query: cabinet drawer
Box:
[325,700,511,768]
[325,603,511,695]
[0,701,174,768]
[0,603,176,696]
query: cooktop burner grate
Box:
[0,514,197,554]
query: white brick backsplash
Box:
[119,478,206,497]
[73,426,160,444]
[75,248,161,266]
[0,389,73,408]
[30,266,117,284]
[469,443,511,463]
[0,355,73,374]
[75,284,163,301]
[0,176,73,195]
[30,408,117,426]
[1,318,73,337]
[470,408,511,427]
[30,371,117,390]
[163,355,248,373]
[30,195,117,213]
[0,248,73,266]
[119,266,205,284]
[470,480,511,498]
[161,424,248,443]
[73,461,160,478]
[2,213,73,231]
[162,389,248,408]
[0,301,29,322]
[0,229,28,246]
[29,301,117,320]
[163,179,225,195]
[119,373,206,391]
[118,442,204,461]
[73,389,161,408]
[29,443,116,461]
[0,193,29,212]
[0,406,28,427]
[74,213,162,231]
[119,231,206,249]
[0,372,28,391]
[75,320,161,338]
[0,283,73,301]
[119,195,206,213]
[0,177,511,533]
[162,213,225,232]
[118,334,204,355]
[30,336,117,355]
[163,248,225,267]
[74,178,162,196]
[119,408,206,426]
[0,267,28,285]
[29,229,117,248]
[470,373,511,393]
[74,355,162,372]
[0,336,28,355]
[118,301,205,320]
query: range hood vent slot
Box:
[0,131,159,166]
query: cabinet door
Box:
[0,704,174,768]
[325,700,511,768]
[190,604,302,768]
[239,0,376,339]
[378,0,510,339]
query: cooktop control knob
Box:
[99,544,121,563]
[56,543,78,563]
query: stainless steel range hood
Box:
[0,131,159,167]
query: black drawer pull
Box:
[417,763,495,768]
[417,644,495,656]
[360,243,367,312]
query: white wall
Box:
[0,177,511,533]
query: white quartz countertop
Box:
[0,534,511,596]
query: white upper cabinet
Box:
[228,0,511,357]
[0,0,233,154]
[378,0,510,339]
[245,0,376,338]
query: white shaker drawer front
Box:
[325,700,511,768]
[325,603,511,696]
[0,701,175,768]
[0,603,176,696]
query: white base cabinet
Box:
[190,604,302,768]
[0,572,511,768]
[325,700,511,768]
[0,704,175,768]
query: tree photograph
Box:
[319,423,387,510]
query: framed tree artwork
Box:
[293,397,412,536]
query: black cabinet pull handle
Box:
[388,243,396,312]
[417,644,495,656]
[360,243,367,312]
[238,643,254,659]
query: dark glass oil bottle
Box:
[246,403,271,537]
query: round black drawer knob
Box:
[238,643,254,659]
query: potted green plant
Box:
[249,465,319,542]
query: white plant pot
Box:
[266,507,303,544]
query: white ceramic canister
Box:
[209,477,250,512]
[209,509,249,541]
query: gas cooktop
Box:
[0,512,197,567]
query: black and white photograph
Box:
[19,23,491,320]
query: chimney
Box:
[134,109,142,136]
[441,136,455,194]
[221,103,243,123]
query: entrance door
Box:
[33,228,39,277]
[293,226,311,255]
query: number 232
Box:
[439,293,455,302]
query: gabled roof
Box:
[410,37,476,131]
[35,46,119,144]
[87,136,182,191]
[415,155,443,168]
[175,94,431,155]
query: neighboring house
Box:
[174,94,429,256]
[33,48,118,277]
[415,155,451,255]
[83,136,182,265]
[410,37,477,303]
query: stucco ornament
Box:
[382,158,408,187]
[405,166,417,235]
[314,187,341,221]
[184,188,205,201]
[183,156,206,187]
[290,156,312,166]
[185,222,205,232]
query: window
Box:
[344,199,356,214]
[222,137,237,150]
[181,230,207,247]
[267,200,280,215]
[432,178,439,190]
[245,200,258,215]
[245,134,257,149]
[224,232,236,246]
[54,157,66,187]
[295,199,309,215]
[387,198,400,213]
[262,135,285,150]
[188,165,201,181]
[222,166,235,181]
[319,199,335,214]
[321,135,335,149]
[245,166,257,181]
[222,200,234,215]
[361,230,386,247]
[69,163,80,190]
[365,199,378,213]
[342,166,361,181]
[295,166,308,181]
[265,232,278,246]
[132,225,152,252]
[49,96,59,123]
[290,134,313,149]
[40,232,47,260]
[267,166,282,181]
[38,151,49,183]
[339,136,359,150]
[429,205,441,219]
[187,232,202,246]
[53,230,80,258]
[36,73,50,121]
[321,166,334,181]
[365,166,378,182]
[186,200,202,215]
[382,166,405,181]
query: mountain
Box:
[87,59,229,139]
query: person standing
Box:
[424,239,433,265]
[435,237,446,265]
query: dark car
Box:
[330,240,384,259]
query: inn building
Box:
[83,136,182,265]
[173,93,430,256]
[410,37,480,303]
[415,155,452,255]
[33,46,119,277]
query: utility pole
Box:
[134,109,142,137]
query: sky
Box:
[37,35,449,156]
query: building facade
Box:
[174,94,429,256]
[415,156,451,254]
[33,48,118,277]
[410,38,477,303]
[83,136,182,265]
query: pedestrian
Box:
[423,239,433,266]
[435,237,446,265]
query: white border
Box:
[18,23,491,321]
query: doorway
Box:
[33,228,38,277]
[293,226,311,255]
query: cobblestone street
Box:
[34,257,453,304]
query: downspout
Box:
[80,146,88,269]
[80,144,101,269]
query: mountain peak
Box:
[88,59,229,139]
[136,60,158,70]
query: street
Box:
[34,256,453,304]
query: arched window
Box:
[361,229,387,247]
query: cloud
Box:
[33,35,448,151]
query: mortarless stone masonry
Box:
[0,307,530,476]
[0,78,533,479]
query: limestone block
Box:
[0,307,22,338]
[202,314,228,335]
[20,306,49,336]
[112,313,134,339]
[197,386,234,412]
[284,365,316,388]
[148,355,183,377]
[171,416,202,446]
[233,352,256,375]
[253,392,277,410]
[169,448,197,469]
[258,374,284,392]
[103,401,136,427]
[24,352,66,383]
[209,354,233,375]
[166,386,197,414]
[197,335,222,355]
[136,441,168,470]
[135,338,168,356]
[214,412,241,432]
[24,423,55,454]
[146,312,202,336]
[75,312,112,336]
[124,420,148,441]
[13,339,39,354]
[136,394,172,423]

* * *

YOUR GOAL: Please rewrite all of the data above, putting "label" in place of each "query" and leaving everything else as it is.

RESULT FOR THIS TASK:
label: cabinet drawer
Box:
[325,700,511,768]
[325,603,511,695]
[0,701,174,768]
[0,603,176,696]
label: cooktop burner grate
Box:
[0,514,197,554]
label: white brick backsplash
Box:
[119,478,206,497]
[73,426,160,444]
[75,248,161,266]
[0,389,73,408]
[30,266,117,284]
[469,443,511,463]
[0,355,73,374]
[75,284,163,301]
[0,176,73,195]
[30,408,117,426]
[1,318,73,337]
[470,408,511,427]
[30,371,117,390]
[163,355,248,373]
[30,195,117,213]
[0,248,73,266]
[119,266,205,284]
[470,480,511,498]
[161,424,248,443]
[73,461,160,478]
[2,213,73,231]
[162,389,248,408]
[0,301,29,322]
[0,229,28,246]
[29,301,117,320]
[163,179,225,195]
[119,373,206,391]
[118,442,204,461]
[73,389,161,408]
[29,443,116,461]
[0,193,29,212]
[0,406,28,427]
[74,213,162,231]
[119,231,206,249]
[0,372,28,391]
[75,320,161,338]
[0,283,73,301]
[119,195,206,213]
[0,177,511,533]
[162,213,225,232]
[118,334,204,355]
[30,336,117,355]
[163,248,225,267]
[74,178,162,196]
[119,408,206,426]
[0,267,28,285]
[29,229,117,248]
[470,373,511,393]
[74,355,162,372]
[0,336,28,355]
[118,301,205,320]
label: range hood vent slot
Box:
[0,131,159,166]
label: cabinet door
Box:
[0,704,174,768]
[325,700,511,768]
[190,604,302,768]
[239,0,376,339]
[378,0,510,339]
label: cooktop control knob
Box:
[99,544,121,563]
[56,543,78,563]
label: stainless steel range hood
Box:
[0,131,159,167]
label: black drawer pull
Box:
[417,763,495,768]
[417,644,495,656]
[360,243,367,312]
label: white wall
Box:
[0,177,511,533]
label: white quartz countertop
Box:
[0,534,511,596]
label: white upper cabinet
Box:
[228,0,511,357]
[0,0,233,154]
[378,0,510,339]
[245,0,376,338]
label: white shaker drawer front
Box:
[325,700,511,768]
[325,603,511,696]
[0,701,175,768]
[0,603,176,696]
label: white base cabinet
Box:
[190,604,302,768]
[0,572,511,768]
[325,700,511,768]
[0,704,175,768]
label: tree photograph
Box:
[319,423,387,510]
label: framed tree artwork
Box:
[293,397,412,536]
label: black cabinet pull handle
Box:
[388,243,396,312]
[417,644,495,656]
[360,243,367,312]
[238,643,254,659]
label: dark glass oil bottle
Box:
[246,403,271,537]
label: round black drawer knob
Box:
[238,643,254,659]
label: potted green plant
Box:
[249,465,319,542]
label: white plant pot
Box:
[266,507,303,544]
label: white ceramic canister
Box:
[209,477,250,512]
[209,509,249,541]
label: gas cooktop
Box:
[0,512,197,567]
label: black and white photograph
Box:
[19,23,491,320]
label: chimney
Box:
[134,109,142,136]
[441,136,455,194]
[221,103,243,123]
label: entrance door
Box:
[33,228,39,277]
[293,226,311,255]
label: number 232
Box:
[439,293,455,302]
label: gabled roof
Box:
[410,37,476,131]
[35,46,119,144]
[87,136,182,191]
[415,155,443,168]
[175,94,431,155]
label: neighboring house
Box:
[174,94,429,256]
[33,48,118,277]
[415,155,451,255]
[83,136,182,265]
[410,37,477,303]
label: stucco ornament
Box:
[382,158,408,187]
[405,166,417,235]
[314,187,341,221]
[184,188,205,201]
[183,156,206,187]
[290,156,312,166]
[185,222,205,232]
label: window
Box:
[344,199,356,214]
[222,137,237,150]
[181,230,207,247]
[267,200,280,215]
[432,178,439,190]
[245,200,258,215]
[245,134,257,149]
[224,232,236,246]
[54,157,66,187]
[295,199,309,215]
[387,198,400,213]
[262,135,285,150]
[188,165,201,181]
[222,166,235,181]
[319,199,335,214]
[321,135,335,149]
[245,166,257,181]
[222,200,234,215]
[361,230,386,247]
[69,163,80,190]
[365,199,378,213]
[342,166,361,181]
[295,166,308,181]
[265,232,278,246]
[132,225,152,252]
[49,96,59,123]
[290,134,313,149]
[40,232,47,260]
[267,166,282,181]
[38,151,49,183]
[339,136,359,150]
[429,205,441,219]
[187,232,202,246]
[53,230,80,258]
[36,73,50,121]
[321,166,334,181]
[365,166,378,182]
[186,200,202,215]
[382,166,405,181]
label: mountain
Box:
[87,59,229,139]
label: person standing
Box:
[424,239,433,265]
[435,237,446,265]
label: dark car
Box:
[330,240,384,259]
label: inn building
Box:
[83,136,182,265]
[173,93,430,256]
[410,37,480,303]
[415,155,452,255]
[33,46,119,277]
label: utility pole
Box:
[134,109,142,137]
label: sky
Box:
[37,35,449,156]
label: building facade
Box:
[174,94,429,256]
[415,156,451,254]
[33,48,118,277]
[410,38,477,303]
[83,136,182,265]
label: pedestrian
Box:
[423,239,433,266]
[435,237,446,265]
label: white border
Box:
[18,23,491,321]
label: doorway
Box:
[33,228,38,277]
[293,226,311,255]
label: cobblestone street
Box:
[34,257,453,304]
label: downspout
Box:
[80,146,88,269]
[80,144,101,269]
label: mountain peak
Box:
[88,59,229,139]
[136,60,158,70]
label: street
Box:
[34,256,453,304]
label: arched window
Box:
[361,229,387,247]
label: cloud
Box:
[33,35,448,151]
label: mortarless stone masonry
Box:
[0,307,530,476]
[0,78,533,479]
label: limestone block
Box:
[0,307,22,338]
[202,314,228,335]
[20,306,49,336]
[112,313,134,339]
[197,386,234,412]
[284,365,316,388]
[148,355,183,377]
[171,416,202,446]
[233,352,256,375]
[253,392,277,410]
[169,448,197,469]
[258,374,284,392]
[103,401,136,427]
[24,352,66,383]
[209,354,233,375]
[166,386,197,414]
[197,335,222,355]
[136,441,168,470]
[135,338,168,356]
[214,412,241,432]
[24,423,55,454]
[146,312,202,336]
[75,312,112,336]
[124,420,148,441]
[13,339,39,354]
[136,394,172,423]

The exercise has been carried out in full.